**Consigne:**
Répondez aux questions suivantes à partir du texte sur les chrétiens d'Orient ci-dessous :
(a) Quelles disciplines Antoine Fleyfel enseigne-t-il ?
(b) Combien de chrétiens de culture arabe vivent au Proche-Orient ?
(c) À partir de quelle année l'Église grecque et l'Église russe se sont-elles séparées de l'Église catholique ?

**Texte extrait:**

● ● ● ● ● ● ●

Qui sont réellement les chrétiens d’Orient ?
Pour mieux comprendre les éléments de leur identité, Antoine Fleyfel, professeur de théologie, de philosophie et de géopolitique des religions, réfute ou nuance quelques idées reçues.
« Ils sont arabes »
Plutôt vrai
« Chrétiens d’Orient » est une notion extrêmement floue et évolutive. Si l’on part du principe large qu’un chrétien d’Orient est celui qui appartient à un peuple très tôt évangélisé, alors les Éthiopiens, les Arméniens, les Grecs, certains Indiens, Iraniens… sont inclus dans la définition. Si l’on y ajoute les Russes – qui, après tout, vivent en Orient – on arrive à 200 millions de personnes. Néanmoins, de plus en plus, on réserve cette expression pour désigner les onze millions de chrétiens de culture arabe qui vivent au Proche-Orient.
« Ce sont des orthodoxes »
Pas tous
En premier lieu, il faut s’entendre sur le sens du terme « orthodoxe ». En Europe, on pense d’abord à l’Église grecque et l’Église russe qui ont en commun avec l’Église catholique d’avoir reconnu les décisions des sept premiers conciles. Elles ne se sont séparées qu’à partir de 1054, plutôt pour des raisons politiques.

● ● ● ● ● ● ●

**Données fournies:**

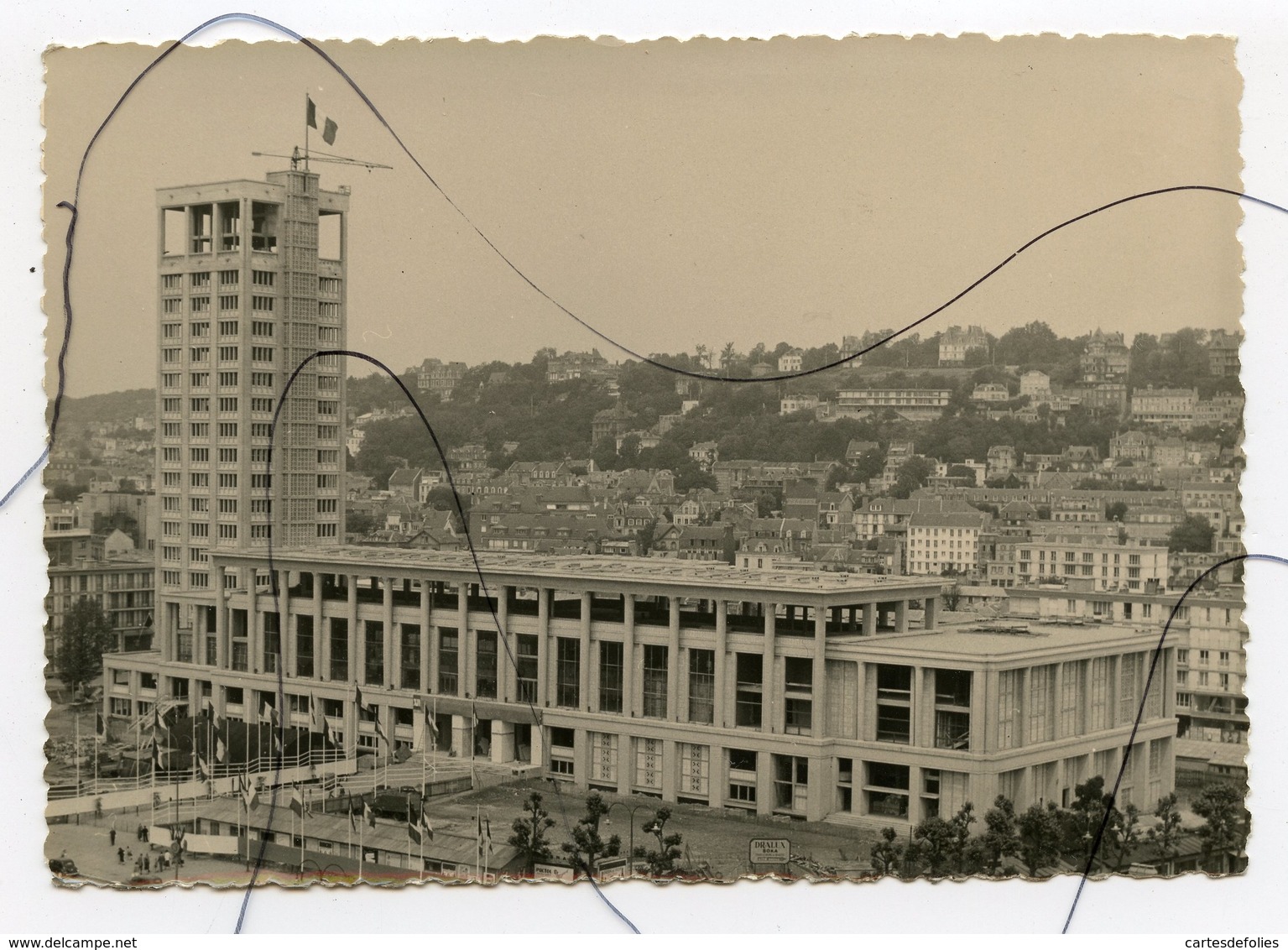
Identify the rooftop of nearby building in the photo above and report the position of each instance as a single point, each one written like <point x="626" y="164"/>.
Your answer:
<point x="581" y="567"/>
<point x="991" y="639"/>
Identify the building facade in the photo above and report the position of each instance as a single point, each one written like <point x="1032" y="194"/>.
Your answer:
<point x="252" y="285"/>
<point x="795" y="694"/>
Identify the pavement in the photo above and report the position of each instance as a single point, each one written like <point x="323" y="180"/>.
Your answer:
<point x="88" y="844"/>
<point x="710" y="837"/>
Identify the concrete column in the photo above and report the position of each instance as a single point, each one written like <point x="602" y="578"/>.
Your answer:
<point x="818" y="700"/>
<point x="503" y="741"/>
<point x="545" y="668"/>
<point x="722" y="668"/>
<point x="628" y="673"/>
<point x="433" y="639"/>
<point x="768" y="673"/>
<point x="285" y="625"/>
<point x="507" y="651"/>
<point x="915" y="815"/>
<point x="321" y="641"/>
<point x="462" y="736"/>
<point x="390" y="645"/>
<point x="822" y="784"/>
<point x="581" y="758"/>
<point x="625" y="764"/>
<point x="1112" y="692"/>
<point x="670" y="770"/>
<point x="255" y="633"/>
<point x="764" y="783"/>
<point x="922" y="708"/>
<point x="587" y="660"/>
<point x="222" y="647"/>
<point x="1058" y="705"/>
<point x="717" y="771"/>
<point x="426" y="682"/>
<point x="465" y="660"/>
<point x="354" y="639"/>
<point x="675" y="683"/>
<point x="987" y="685"/>
<point x="537" y="753"/>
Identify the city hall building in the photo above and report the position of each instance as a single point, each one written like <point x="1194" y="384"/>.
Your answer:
<point x="808" y="695"/>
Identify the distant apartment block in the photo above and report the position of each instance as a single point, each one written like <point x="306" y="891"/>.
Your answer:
<point x="1165" y="408"/>
<point x="1105" y="358"/>
<point x="1110" y="566"/>
<point x="796" y="404"/>
<point x="955" y="343"/>
<point x="908" y="404"/>
<point x="440" y="378"/>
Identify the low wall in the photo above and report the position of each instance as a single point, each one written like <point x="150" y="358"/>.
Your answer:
<point x="132" y="798"/>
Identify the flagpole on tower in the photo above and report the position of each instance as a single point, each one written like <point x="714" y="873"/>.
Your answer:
<point x="308" y="120"/>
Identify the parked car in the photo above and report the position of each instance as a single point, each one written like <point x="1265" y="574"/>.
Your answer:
<point x="63" y="866"/>
<point x="393" y="803"/>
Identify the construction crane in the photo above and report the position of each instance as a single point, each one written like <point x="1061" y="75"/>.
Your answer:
<point x="298" y="156"/>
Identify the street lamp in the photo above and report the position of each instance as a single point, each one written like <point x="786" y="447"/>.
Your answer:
<point x="630" y="810"/>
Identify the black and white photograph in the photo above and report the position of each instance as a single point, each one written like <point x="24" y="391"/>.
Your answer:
<point x="695" y="462"/>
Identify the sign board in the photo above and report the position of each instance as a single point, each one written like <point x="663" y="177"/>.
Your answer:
<point x="770" y="851"/>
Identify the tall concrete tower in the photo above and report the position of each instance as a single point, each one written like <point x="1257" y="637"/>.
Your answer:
<point x="252" y="281"/>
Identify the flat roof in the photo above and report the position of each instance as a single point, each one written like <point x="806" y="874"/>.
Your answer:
<point x="1002" y="639"/>
<point x="582" y="567"/>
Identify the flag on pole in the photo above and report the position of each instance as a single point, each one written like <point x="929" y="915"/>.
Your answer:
<point x="320" y="723"/>
<point x="430" y="728"/>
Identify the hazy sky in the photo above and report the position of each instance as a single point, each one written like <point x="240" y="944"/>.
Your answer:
<point x="676" y="194"/>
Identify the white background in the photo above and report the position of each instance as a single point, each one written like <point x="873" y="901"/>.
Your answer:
<point x="1196" y="906"/>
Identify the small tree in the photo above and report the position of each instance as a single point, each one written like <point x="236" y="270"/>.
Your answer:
<point x="1165" y="834"/>
<point x="1224" y="830"/>
<point x="1040" y="837"/>
<point x="664" y="859"/>
<point x="936" y="841"/>
<point x="86" y="634"/>
<point x="999" y="838"/>
<point x="1124" y="833"/>
<point x="529" y="833"/>
<point x="1194" y="533"/>
<point x="587" y="846"/>
<point x="888" y="853"/>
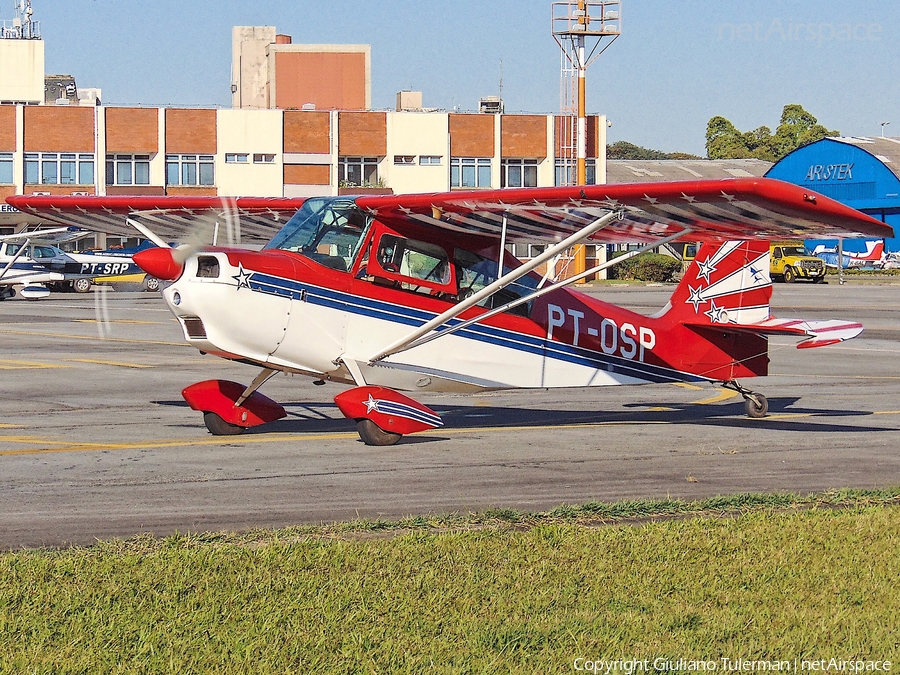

● ● ● ● ● ● ●

**Tâche réalisée:**
(a) La théologie, la philosophie et la géopolitique des religions.
(b) Onze millions.
(c) 1054.